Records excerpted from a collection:
*** Block opens ***
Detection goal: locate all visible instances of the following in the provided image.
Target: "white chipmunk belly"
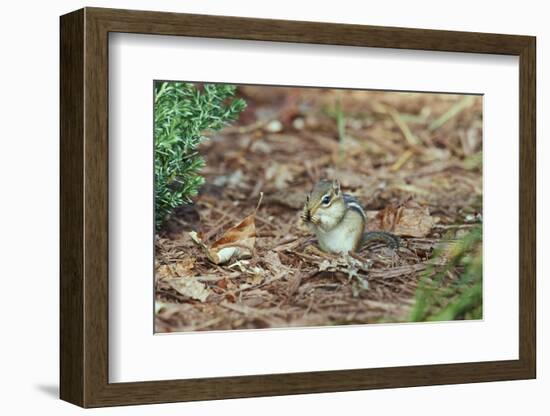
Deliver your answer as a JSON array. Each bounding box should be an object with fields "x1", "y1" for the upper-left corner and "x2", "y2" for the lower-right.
[{"x1": 316, "y1": 210, "x2": 364, "y2": 254}]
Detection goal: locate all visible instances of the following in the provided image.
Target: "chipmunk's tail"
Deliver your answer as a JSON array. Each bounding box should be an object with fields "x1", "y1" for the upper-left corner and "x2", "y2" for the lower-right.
[{"x1": 361, "y1": 231, "x2": 400, "y2": 249}]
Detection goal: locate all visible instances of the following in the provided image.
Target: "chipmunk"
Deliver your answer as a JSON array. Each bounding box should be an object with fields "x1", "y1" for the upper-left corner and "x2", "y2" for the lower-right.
[{"x1": 301, "y1": 179, "x2": 399, "y2": 254}]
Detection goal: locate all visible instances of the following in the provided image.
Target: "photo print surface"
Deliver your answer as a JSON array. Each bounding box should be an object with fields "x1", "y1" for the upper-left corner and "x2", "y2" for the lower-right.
[{"x1": 154, "y1": 81, "x2": 483, "y2": 333}]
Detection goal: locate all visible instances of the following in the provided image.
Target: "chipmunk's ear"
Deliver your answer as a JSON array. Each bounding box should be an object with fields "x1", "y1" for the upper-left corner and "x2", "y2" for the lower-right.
[{"x1": 332, "y1": 179, "x2": 341, "y2": 195}]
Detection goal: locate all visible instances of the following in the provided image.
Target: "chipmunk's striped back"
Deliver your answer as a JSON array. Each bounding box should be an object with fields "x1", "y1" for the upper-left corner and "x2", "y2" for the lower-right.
[
  {"x1": 343, "y1": 194, "x2": 400, "y2": 249},
  {"x1": 343, "y1": 194, "x2": 366, "y2": 219}
]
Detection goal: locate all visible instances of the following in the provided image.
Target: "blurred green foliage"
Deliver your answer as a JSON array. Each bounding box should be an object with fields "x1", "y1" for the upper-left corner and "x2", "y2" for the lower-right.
[
  {"x1": 154, "y1": 81, "x2": 246, "y2": 229},
  {"x1": 410, "y1": 225, "x2": 482, "y2": 322}
]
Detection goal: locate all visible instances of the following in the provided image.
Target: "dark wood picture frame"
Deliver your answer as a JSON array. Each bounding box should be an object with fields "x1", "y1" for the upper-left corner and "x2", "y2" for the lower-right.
[{"x1": 60, "y1": 7, "x2": 536, "y2": 408}]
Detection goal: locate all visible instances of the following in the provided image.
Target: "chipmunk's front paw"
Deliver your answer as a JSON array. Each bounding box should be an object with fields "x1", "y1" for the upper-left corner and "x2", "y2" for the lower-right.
[{"x1": 304, "y1": 244, "x2": 332, "y2": 257}]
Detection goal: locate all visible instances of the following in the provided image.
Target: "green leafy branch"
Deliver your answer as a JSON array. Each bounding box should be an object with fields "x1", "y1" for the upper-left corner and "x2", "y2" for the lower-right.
[{"x1": 154, "y1": 82, "x2": 246, "y2": 229}]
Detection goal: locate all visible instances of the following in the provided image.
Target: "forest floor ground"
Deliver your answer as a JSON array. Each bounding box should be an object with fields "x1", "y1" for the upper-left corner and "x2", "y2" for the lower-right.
[{"x1": 155, "y1": 86, "x2": 483, "y2": 332}]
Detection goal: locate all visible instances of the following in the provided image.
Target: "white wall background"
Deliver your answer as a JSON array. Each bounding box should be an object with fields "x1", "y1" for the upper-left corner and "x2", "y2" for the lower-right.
[{"x1": 0, "y1": 0, "x2": 545, "y2": 414}]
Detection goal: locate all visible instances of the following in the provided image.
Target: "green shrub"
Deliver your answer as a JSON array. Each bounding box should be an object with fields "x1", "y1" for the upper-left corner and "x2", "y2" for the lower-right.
[
  {"x1": 154, "y1": 81, "x2": 246, "y2": 229},
  {"x1": 410, "y1": 225, "x2": 482, "y2": 322}
]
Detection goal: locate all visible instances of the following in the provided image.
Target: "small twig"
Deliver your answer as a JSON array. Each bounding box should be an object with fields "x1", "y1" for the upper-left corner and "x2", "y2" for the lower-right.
[
  {"x1": 203, "y1": 216, "x2": 233, "y2": 241},
  {"x1": 255, "y1": 214, "x2": 278, "y2": 229},
  {"x1": 390, "y1": 149, "x2": 415, "y2": 171},
  {"x1": 222, "y1": 119, "x2": 269, "y2": 135},
  {"x1": 428, "y1": 96, "x2": 476, "y2": 132},
  {"x1": 433, "y1": 223, "x2": 479, "y2": 230},
  {"x1": 387, "y1": 107, "x2": 421, "y2": 146},
  {"x1": 255, "y1": 192, "x2": 264, "y2": 212}
]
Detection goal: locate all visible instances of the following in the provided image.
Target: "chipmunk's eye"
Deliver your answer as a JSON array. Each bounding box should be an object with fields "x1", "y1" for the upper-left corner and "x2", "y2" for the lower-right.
[{"x1": 321, "y1": 195, "x2": 331, "y2": 205}]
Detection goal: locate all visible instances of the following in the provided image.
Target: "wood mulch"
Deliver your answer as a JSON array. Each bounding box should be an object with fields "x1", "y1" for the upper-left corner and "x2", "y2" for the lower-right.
[{"x1": 155, "y1": 87, "x2": 482, "y2": 332}]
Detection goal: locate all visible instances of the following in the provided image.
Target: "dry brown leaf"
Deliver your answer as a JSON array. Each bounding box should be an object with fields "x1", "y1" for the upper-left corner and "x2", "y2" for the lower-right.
[
  {"x1": 317, "y1": 254, "x2": 370, "y2": 289},
  {"x1": 169, "y1": 277, "x2": 210, "y2": 302},
  {"x1": 173, "y1": 258, "x2": 196, "y2": 276},
  {"x1": 155, "y1": 258, "x2": 196, "y2": 281},
  {"x1": 263, "y1": 251, "x2": 283, "y2": 270},
  {"x1": 189, "y1": 213, "x2": 256, "y2": 265},
  {"x1": 155, "y1": 264, "x2": 173, "y2": 281},
  {"x1": 370, "y1": 203, "x2": 436, "y2": 238}
]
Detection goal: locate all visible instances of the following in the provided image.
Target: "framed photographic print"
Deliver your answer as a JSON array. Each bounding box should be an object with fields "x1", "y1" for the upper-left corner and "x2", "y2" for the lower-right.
[{"x1": 60, "y1": 7, "x2": 536, "y2": 408}]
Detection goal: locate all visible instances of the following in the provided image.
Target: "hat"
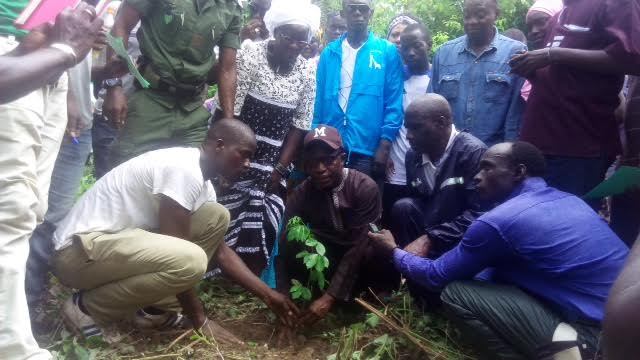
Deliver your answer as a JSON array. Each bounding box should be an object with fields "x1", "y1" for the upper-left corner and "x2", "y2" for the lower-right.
[
  {"x1": 304, "y1": 125, "x2": 343, "y2": 150},
  {"x1": 264, "y1": 0, "x2": 321, "y2": 41}
]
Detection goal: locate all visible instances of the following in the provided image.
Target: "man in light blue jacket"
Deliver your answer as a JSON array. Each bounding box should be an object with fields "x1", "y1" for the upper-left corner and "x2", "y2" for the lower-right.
[{"x1": 313, "y1": 0, "x2": 404, "y2": 183}]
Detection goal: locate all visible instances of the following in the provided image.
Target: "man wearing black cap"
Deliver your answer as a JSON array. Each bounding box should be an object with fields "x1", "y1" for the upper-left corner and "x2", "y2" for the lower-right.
[{"x1": 277, "y1": 125, "x2": 392, "y2": 327}]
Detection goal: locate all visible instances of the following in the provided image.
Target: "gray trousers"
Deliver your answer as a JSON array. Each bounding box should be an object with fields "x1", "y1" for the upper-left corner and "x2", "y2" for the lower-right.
[{"x1": 441, "y1": 281, "x2": 601, "y2": 360}]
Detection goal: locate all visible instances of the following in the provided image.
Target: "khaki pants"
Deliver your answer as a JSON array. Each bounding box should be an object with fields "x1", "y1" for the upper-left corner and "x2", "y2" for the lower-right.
[
  {"x1": 52, "y1": 203, "x2": 229, "y2": 324},
  {"x1": 0, "y1": 36, "x2": 68, "y2": 360}
]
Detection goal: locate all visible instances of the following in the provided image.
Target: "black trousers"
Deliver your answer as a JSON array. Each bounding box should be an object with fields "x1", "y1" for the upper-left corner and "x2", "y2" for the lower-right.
[{"x1": 441, "y1": 281, "x2": 601, "y2": 360}]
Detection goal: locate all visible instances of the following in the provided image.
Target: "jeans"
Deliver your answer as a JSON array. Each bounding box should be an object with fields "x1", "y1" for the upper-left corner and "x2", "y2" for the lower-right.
[
  {"x1": 346, "y1": 152, "x2": 383, "y2": 190},
  {"x1": 544, "y1": 155, "x2": 612, "y2": 209},
  {"x1": 26, "y1": 129, "x2": 92, "y2": 310},
  {"x1": 91, "y1": 115, "x2": 118, "y2": 179},
  {"x1": 442, "y1": 281, "x2": 601, "y2": 360}
]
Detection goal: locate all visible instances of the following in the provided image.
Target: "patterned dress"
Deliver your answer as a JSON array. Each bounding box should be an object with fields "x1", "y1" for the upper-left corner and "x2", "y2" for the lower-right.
[{"x1": 206, "y1": 41, "x2": 316, "y2": 277}]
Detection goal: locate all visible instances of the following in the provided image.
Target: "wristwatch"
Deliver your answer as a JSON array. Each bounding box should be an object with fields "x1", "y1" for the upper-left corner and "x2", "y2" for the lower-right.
[{"x1": 102, "y1": 78, "x2": 123, "y2": 89}]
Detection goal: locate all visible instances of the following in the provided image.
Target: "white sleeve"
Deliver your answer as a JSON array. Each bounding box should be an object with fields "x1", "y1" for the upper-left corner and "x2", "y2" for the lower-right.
[{"x1": 152, "y1": 165, "x2": 204, "y2": 212}]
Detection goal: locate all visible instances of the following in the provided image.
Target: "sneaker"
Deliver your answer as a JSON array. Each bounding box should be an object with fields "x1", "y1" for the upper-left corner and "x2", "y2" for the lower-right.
[
  {"x1": 62, "y1": 293, "x2": 103, "y2": 339},
  {"x1": 133, "y1": 308, "x2": 189, "y2": 330}
]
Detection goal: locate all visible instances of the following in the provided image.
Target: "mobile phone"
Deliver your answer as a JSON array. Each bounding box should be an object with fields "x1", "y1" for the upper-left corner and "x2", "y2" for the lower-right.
[{"x1": 368, "y1": 223, "x2": 381, "y2": 233}]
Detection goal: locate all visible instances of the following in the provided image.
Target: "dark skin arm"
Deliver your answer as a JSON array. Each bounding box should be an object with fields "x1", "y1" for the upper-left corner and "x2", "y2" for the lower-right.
[
  {"x1": 268, "y1": 127, "x2": 306, "y2": 194},
  {"x1": 603, "y1": 233, "x2": 640, "y2": 360},
  {"x1": 0, "y1": 4, "x2": 103, "y2": 103},
  {"x1": 214, "y1": 242, "x2": 300, "y2": 327},
  {"x1": 217, "y1": 47, "x2": 238, "y2": 119},
  {"x1": 103, "y1": 3, "x2": 140, "y2": 129},
  {"x1": 510, "y1": 48, "x2": 640, "y2": 78}
]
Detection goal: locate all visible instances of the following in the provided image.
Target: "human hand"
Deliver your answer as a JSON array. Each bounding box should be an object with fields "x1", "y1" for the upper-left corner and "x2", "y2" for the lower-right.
[
  {"x1": 92, "y1": 29, "x2": 108, "y2": 51},
  {"x1": 264, "y1": 290, "x2": 300, "y2": 327},
  {"x1": 373, "y1": 140, "x2": 392, "y2": 181},
  {"x1": 403, "y1": 234, "x2": 431, "y2": 258},
  {"x1": 51, "y1": 3, "x2": 104, "y2": 62},
  {"x1": 509, "y1": 49, "x2": 552, "y2": 78},
  {"x1": 199, "y1": 317, "x2": 244, "y2": 345},
  {"x1": 240, "y1": 18, "x2": 268, "y2": 42},
  {"x1": 386, "y1": 158, "x2": 395, "y2": 180},
  {"x1": 103, "y1": 86, "x2": 127, "y2": 129},
  {"x1": 66, "y1": 92, "x2": 84, "y2": 140},
  {"x1": 368, "y1": 229, "x2": 398, "y2": 257},
  {"x1": 298, "y1": 293, "x2": 335, "y2": 327},
  {"x1": 13, "y1": 23, "x2": 52, "y2": 55}
]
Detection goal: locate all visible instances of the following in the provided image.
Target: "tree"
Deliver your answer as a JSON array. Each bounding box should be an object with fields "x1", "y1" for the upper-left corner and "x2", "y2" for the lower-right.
[{"x1": 313, "y1": 0, "x2": 532, "y2": 50}]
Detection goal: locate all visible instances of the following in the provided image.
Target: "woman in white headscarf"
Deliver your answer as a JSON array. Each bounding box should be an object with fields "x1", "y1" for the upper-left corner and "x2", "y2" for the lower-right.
[
  {"x1": 209, "y1": 0, "x2": 321, "y2": 276},
  {"x1": 521, "y1": 0, "x2": 563, "y2": 101}
]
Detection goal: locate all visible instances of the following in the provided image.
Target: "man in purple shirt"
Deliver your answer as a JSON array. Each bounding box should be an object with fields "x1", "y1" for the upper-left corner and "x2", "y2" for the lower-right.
[
  {"x1": 369, "y1": 141, "x2": 628, "y2": 359},
  {"x1": 510, "y1": 0, "x2": 640, "y2": 201}
]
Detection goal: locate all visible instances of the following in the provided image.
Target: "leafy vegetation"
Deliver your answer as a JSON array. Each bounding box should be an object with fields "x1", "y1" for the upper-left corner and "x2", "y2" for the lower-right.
[{"x1": 286, "y1": 216, "x2": 331, "y2": 301}]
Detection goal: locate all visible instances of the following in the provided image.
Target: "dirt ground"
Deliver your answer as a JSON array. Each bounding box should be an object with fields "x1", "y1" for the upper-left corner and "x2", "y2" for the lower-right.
[{"x1": 36, "y1": 278, "x2": 472, "y2": 359}]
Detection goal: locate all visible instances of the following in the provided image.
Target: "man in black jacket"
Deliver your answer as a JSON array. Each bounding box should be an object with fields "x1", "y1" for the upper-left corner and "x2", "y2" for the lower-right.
[{"x1": 390, "y1": 94, "x2": 486, "y2": 264}]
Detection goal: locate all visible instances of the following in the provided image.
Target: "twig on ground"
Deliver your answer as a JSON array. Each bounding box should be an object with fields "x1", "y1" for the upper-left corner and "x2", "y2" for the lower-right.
[
  {"x1": 131, "y1": 354, "x2": 181, "y2": 360},
  {"x1": 163, "y1": 329, "x2": 193, "y2": 351},
  {"x1": 356, "y1": 297, "x2": 435, "y2": 358}
]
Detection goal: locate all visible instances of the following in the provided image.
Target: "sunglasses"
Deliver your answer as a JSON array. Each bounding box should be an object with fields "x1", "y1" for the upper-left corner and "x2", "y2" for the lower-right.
[
  {"x1": 277, "y1": 32, "x2": 310, "y2": 48},
  {"x1": 346, "y1": 4, "x2": 371, "y2": 14}
]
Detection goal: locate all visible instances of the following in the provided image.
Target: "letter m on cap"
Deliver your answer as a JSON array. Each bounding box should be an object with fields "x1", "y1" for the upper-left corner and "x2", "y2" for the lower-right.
[{"x1": 314, "y1": 127, "x2": 326, "y2": 138}]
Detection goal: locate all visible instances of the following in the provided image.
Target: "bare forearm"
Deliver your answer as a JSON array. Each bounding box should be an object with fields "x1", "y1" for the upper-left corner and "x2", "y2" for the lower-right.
[
  {"x1": 277, "y1": 127, "x2": 306, "y2": 167},
  {"x1": 550, "y1": 48, "x2": 640, "y2": 76},
  {"x1": 215, "y1": 244, "x2": 271, "y2": 301},
  {"x1": 217, "y1": 48, "x2": 237, "y2": 118},
  {"x1": 106, "y1": 4, "x2": 139, "y2": 78},
  {"x1": 0, "y1": 49, "x2": 71, "y2": 103}
]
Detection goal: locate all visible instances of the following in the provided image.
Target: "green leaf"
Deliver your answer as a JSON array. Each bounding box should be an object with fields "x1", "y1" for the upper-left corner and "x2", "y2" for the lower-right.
[
  {"x1": 305, "y1": 237, "x2": 317, "y2": 247},
  {"x1": 301, "y1": 286, "x2": 312, "y2": 301},
  {"x1": 291, "y1": 289, "x2": 301, "y2": 299},
  {"x1": 365, "y1": 313, "x2": 380, "y2": 328},
  {"x1": 315, "y1": 258, "x2": 326, "y2": 272},
  {"x1": 291, "y1": 279, "x2": 302, "y2": 287},
  {"x1": 315, "y1": 242, "x2": 326, "y2": 256},
  {"x1": 317, "y1": 271, "x2": 327, "y2": 290},
  {"x1": 322, "y1": 256, "x2": 330, "y2": 268},
  {"x1": 296, "y1": 251, "x2": 310, "y2": 259},
  {"x1": 304, "y1": 254, "x2": 318, "y2": 269}
]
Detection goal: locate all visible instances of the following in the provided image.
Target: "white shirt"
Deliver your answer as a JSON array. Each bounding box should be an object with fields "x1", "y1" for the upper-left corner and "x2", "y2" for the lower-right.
[
  {"x1": 388, "y1": 74, "x2": 431, "y2": 185},
  {"x1": 338, "y1": 39, "x2": 363, "y2": 112},
  {"x1": 421, "y1": 124, "x2": 459, "y2": 191},
  {"x1": 53, "y1": 148, "x2": 216, "y2": 250}
]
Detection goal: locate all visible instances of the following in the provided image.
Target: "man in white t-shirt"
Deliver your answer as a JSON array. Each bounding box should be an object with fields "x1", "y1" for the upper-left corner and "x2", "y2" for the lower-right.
[
  {"x1": 51, "y1": 119, "x2": 299, "y2": 344},
  {"x1": 383, "y1": 22, "x2": 432, "y2": 227}
]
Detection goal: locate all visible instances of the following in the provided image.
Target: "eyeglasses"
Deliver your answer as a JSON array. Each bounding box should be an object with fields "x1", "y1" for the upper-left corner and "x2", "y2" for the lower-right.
[
  {"x1": 277, "y1": 32, "x2": 309, "y2": 48},
  {"x1": 304, "y1": 151, "x2": 342, "y2": 169},
  {"x1": 346, "y1": 4, "x2": 371, "y2": 14}
]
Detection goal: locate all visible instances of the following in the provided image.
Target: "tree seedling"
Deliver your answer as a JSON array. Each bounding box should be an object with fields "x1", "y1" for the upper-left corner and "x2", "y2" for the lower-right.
[{"x1": 287, "y1": 216, "x2": 330, "y2": 302}]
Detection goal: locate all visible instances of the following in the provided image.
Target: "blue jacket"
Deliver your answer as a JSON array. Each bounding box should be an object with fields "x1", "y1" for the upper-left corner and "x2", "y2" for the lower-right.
[
  {"x1": 428, "y1": 30, "x2": 526, "y2": 146},
  {"x1": 394, "y1": 177, "x2": 628, "y2": 323},
  {"x1": 313, "y1": 32, "x2": 404, "y2": 157}
]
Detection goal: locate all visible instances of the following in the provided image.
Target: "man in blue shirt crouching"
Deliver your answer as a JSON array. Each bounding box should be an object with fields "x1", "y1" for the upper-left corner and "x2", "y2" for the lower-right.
[{"x1": 369, "y1": 141, "x2": 628, "y2": 359}]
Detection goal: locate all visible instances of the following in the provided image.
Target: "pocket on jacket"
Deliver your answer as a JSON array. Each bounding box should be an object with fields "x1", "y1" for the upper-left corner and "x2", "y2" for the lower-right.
[
  {"x1": 484, "y1": 72, "x2": 512, "y2": 103},
  {"x1": 438, "y1": 73, "x2": 462, "y2": 101},
  {"x1": 351, "y1": 83, "x2": 383, "y2": 98}
]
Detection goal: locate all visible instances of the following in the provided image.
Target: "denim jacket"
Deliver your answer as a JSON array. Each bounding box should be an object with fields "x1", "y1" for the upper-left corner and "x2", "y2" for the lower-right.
[
  {"x1": 313, "y1": 32, "x2": 404, "y2": 157},
  {"x1": 428, "y1": 30, "x2": 526, "y2": 146}
]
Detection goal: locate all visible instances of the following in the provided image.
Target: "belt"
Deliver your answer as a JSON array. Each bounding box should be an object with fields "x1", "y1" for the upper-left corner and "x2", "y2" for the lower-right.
[{"x1": 139, "y1": 64, "x2": 205, "y2": 98}]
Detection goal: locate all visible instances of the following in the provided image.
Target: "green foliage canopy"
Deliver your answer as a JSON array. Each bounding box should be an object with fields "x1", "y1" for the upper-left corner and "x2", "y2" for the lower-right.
[{"x1": 313, "y1": 0, "x2": 532, "y2": 50}]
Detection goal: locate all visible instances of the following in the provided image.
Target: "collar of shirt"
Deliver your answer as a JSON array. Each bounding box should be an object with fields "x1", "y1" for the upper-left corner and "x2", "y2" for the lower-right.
[
  {"x1": 459, "y1": 26, "x2": 500, "y2": 56},
  {"x1": 421, "y1": 124, "x2": 459, "y2": 167},
  {"x1": 505, "y1": 177, "x2": 548, "y2": 202}
]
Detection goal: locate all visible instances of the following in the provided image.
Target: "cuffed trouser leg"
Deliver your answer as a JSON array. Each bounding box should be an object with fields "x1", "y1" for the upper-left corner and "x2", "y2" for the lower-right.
[
  {"x1": 51, "y1": 203, "x2": 229, "y2": 323},
  {"x1": 441, "y1": 281, "x2": 600, "y2": 360}
]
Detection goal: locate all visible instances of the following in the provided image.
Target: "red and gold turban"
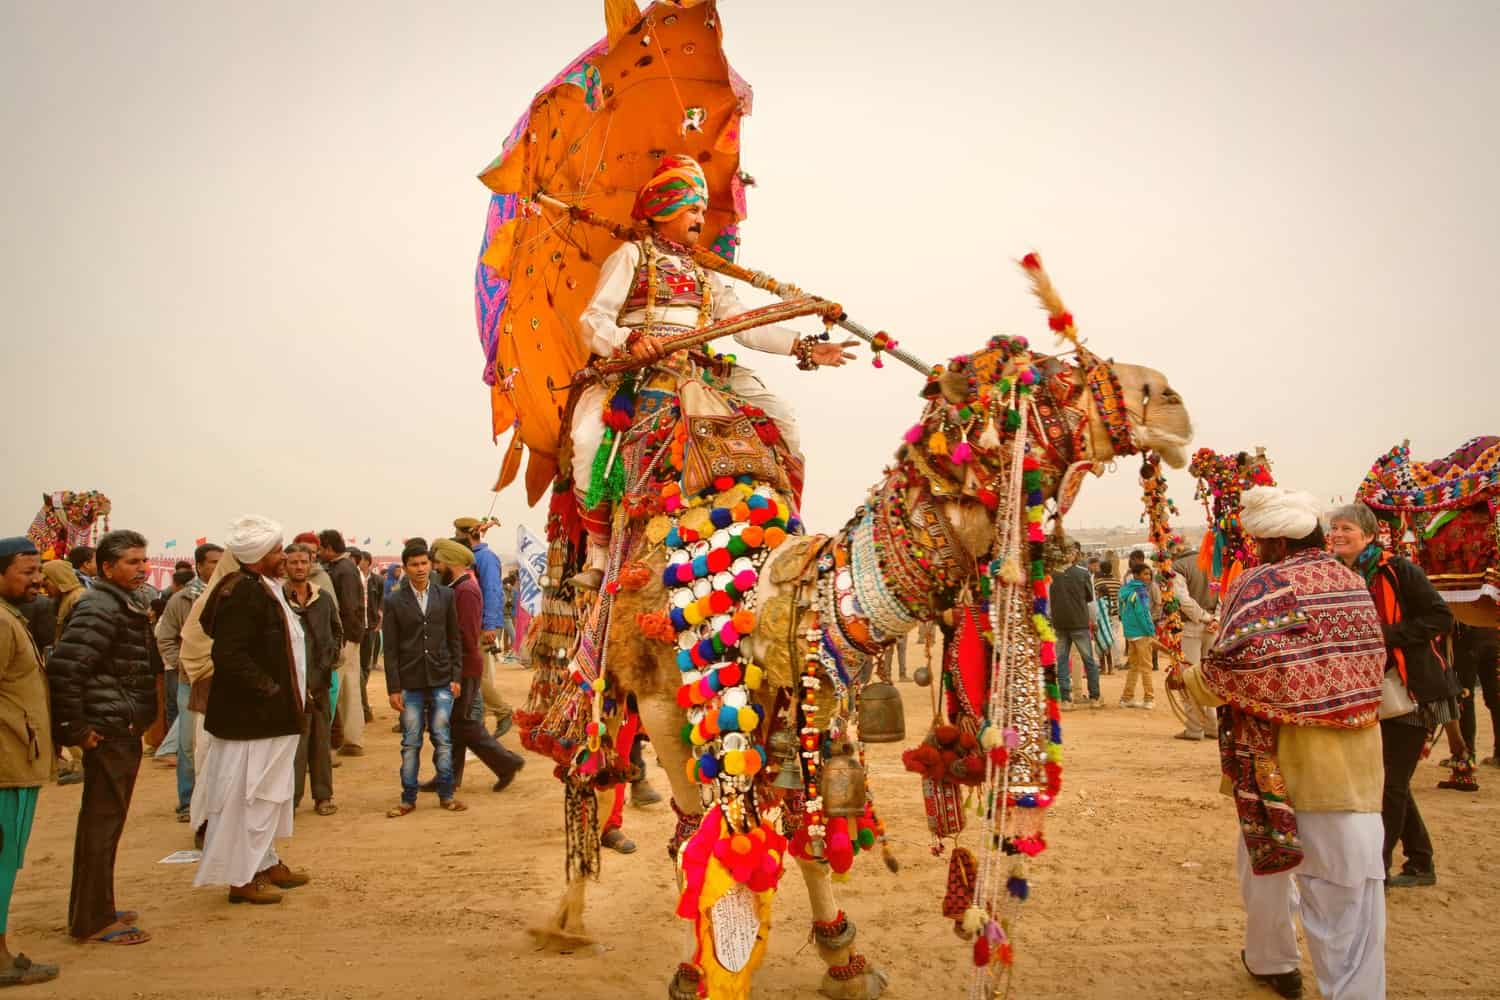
*** Block closes ***
Each line in the entries above that includes the string "chipmunk" should be extracted.

ANSWER TO THIS EXERCISE:
Target: "white chipmunk belly"
Target: "chipmunk's tail"
Target: "chipmunk"
Target: "chipmunk's ear"
Target: "chipmunk's striped back"
Target: "chipmunk's front paw"
Target: "chipmunk's eye"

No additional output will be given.